[Region pointing data]
----------
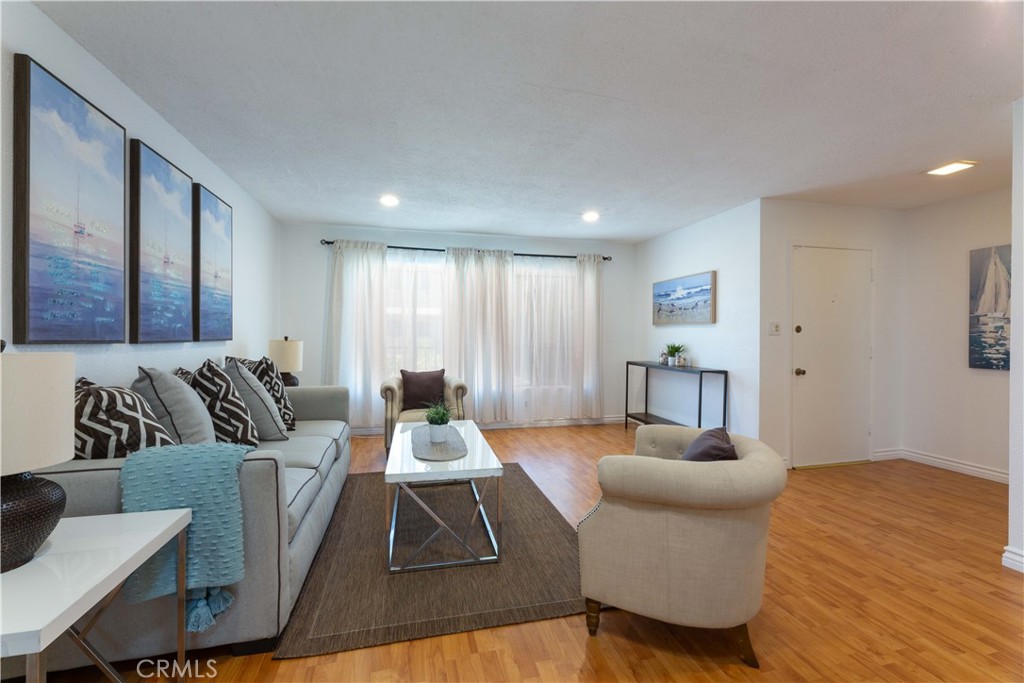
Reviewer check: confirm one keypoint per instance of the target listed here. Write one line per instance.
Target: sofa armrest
(320, 402)
(757, 479)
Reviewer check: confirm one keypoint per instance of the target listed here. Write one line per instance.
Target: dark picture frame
(988, 317)
(69, 211)
(161, 249)
(212, 266)
(686, 300)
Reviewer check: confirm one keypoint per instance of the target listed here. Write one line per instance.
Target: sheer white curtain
(587, 394)
(354, 331)
(478, 329)
(557, 336)
(414, 300)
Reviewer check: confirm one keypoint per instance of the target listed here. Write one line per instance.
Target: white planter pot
(438, 433)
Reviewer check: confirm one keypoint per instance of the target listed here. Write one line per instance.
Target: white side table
(83, 564)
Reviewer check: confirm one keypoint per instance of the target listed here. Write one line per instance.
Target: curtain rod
(606, 258)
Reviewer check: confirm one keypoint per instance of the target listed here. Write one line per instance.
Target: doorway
(832, 355)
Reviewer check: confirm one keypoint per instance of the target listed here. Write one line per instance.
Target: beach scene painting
(162, 249)
(988, 330)
(685, 300)
(212, 267)
(69, 233)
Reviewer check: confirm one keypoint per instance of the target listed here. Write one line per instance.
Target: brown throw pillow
(421, 389)
(711, 445)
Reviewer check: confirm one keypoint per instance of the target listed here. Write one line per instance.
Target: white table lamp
(287, 354)
(37, 429)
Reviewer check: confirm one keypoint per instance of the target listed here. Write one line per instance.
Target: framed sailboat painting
(211, 265)
(988, 336)
(69, 206)
(161, 249)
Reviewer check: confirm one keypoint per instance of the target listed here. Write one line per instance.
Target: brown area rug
(350, 600)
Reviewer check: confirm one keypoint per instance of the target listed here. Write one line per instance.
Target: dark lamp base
(30, 510)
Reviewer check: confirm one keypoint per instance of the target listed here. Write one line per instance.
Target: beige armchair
(681, 542)
(455, 392)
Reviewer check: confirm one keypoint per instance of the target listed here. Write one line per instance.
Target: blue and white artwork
(213, 265)
(70, 214)
(685, 300)
(162, 249)
(988, 331)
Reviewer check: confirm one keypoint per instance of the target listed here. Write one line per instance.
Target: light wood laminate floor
(882, 571)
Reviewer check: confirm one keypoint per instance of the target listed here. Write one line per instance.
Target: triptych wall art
(988, 328)
(70, 231)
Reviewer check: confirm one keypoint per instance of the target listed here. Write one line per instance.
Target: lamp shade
(37, 411)
(286, 353)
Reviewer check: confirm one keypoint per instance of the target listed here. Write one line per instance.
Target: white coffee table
(83, 564)
(404, 472)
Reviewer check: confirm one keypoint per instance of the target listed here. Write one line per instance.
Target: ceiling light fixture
(952, 168)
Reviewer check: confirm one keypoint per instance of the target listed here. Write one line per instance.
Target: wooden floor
(882, 571)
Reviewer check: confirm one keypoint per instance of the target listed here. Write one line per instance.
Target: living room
(926, 404)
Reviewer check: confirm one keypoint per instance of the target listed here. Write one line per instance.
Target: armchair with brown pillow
(408, 395)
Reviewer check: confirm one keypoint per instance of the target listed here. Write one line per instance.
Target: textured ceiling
(514, 118)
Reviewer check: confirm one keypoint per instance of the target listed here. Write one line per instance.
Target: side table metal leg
(35, 668)
(181, 605)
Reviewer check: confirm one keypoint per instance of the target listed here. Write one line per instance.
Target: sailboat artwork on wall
(988, 337)
(69, 233)
(162, 249)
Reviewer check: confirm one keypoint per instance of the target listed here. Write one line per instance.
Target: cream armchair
(681, 542)
(455, 392)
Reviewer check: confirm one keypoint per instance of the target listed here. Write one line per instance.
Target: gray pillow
(176, 407)
(269, 425)
(712, 444)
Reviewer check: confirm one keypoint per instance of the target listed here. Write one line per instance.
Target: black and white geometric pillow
(231, 421)
(113, 422)
(266, 372)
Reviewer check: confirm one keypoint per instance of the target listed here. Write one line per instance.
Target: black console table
(649, 418)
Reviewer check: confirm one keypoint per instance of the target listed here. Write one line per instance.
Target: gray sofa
(289, 492)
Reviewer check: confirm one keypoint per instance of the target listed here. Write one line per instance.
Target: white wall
(27, 30)
(729, 244)
(306, 267)
(1014, 554)
(784, 223)
(953, 416)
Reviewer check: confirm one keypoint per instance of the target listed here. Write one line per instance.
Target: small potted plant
(674, 351)
(437, 416)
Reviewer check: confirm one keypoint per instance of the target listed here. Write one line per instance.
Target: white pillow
(264, 412)
(177, 408)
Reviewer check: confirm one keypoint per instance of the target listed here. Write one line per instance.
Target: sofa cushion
(315, 453)
(112, 422)
(712, 444)
(231, 421)
(301, 486)
(269, 425)
(335, 429)
(176, 406)
(420, 389)
(266, 372)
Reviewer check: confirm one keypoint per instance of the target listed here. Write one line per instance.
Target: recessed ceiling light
(952, 168)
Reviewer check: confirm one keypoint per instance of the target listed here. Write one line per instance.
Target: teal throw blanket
(204, 477)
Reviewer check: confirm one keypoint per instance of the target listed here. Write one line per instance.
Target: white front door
(832, 319)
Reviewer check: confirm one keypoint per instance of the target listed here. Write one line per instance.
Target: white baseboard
(971, 469)
(1013, 558)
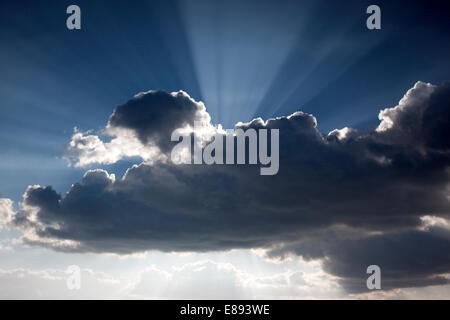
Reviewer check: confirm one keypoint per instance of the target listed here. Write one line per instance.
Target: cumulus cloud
(6, 212)
(139, 128)
(337, 193)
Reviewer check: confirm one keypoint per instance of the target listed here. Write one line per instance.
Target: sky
(85, 171)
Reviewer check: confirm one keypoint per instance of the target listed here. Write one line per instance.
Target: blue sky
(244, 59)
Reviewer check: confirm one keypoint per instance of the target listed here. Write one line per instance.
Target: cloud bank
(350, 198)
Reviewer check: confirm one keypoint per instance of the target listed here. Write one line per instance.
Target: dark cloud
(154, 115)
(373, 186)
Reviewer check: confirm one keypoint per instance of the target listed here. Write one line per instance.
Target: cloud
(139, 128)
(25, 283)
(6, 212)
(337, 193)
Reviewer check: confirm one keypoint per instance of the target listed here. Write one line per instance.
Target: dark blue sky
(242, 58)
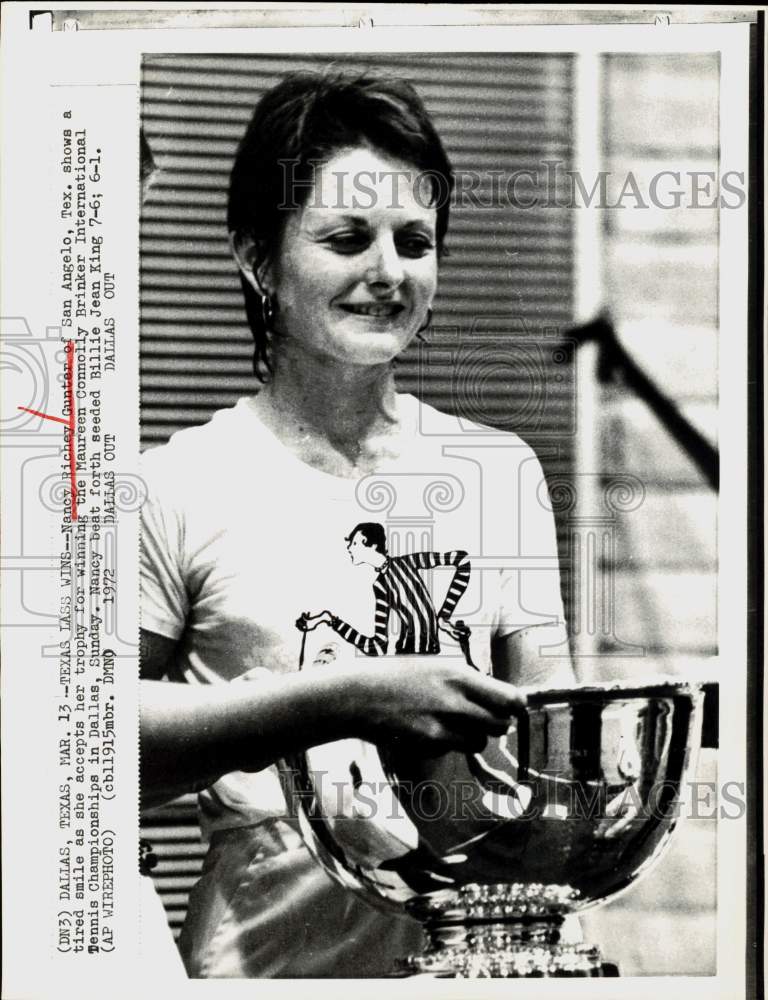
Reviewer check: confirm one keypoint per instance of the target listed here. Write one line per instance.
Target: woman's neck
(340, 418)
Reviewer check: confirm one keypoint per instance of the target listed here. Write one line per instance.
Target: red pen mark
(70, 422)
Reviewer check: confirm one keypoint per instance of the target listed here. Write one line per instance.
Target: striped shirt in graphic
(399, 588)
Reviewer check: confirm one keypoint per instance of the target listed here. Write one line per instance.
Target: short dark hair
(303, 122)
(373, 535)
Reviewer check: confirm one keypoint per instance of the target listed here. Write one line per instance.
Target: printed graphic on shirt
(399, 589)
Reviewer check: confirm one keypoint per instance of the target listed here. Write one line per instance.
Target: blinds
(506, 288)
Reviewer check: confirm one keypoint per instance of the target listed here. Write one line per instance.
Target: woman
(338, 211)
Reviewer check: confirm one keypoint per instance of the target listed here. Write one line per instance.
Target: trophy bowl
(492, 851)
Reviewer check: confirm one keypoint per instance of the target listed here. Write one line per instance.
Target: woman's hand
(308, 622)
(435, 704)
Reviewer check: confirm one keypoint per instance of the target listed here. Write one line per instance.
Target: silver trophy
(492, 851)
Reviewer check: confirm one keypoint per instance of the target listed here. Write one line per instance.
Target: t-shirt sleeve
(530, 591)
(164, 601)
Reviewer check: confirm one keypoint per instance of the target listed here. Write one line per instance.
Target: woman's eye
(347, 242)
(415, 246)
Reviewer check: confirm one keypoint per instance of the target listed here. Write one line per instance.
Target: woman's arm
(371, 645)
(192, 735)
(535, 656)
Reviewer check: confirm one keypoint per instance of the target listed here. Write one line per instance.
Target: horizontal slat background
(506, 287)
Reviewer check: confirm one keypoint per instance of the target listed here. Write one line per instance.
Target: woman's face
(356, 270)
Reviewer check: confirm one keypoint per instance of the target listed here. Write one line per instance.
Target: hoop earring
(268, 311)
(424, 326)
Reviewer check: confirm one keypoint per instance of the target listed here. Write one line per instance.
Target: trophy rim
(658, 687)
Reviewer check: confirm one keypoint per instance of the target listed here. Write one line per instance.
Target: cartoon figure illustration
(399, 588)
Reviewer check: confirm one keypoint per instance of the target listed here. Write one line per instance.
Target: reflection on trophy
(492, 851)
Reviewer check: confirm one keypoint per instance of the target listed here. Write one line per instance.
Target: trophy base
(500, 932)
(515, 960)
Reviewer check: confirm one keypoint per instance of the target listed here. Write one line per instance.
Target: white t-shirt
(240, 537)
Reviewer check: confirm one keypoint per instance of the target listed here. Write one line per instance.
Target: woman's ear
(252, 263)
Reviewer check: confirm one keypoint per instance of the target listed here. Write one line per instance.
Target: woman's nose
(385, 266)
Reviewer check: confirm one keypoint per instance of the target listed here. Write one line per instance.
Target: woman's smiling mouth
(376, 309)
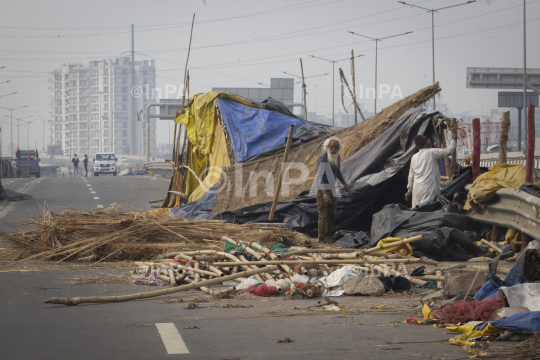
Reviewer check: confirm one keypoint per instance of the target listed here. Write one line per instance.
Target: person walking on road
(424, 176)
(328, 170)
(75, 162)
(85, 162)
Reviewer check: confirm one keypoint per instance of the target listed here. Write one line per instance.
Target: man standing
(328, 170)
(85, 162)
(75, 162)
(424, 176)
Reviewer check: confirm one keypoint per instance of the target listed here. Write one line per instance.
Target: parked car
(105, 163)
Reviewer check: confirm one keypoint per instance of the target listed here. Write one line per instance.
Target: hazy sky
(239, 43)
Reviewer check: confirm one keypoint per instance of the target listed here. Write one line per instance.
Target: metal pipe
(530, 144)
(477, 142)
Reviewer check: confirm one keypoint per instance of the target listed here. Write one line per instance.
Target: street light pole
(525, 74)
(333, 83)
(11, 112)
(376, 58)
(433, 11)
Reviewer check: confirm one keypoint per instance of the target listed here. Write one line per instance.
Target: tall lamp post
(19, 127)
(43, 132)
(11, 112)
(28, 132)
(376, 56)
(433, 11)
(333, 81)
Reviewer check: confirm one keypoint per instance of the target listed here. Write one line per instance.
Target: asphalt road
(153, 329)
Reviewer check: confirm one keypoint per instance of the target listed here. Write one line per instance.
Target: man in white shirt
(424, 177)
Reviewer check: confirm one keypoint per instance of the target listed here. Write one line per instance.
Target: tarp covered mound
----------
▸ Exercise requirements
Could you write out, exactly, each line of the data above from the one containing "Target: man in white shirt" through the last, including both?

▸ Written solution
Target: man in white shirt
(424, 177)
Reviewer check: confirm one keypoint per instance of the target listed here. Write one line per instance.
Target: tarp covered mound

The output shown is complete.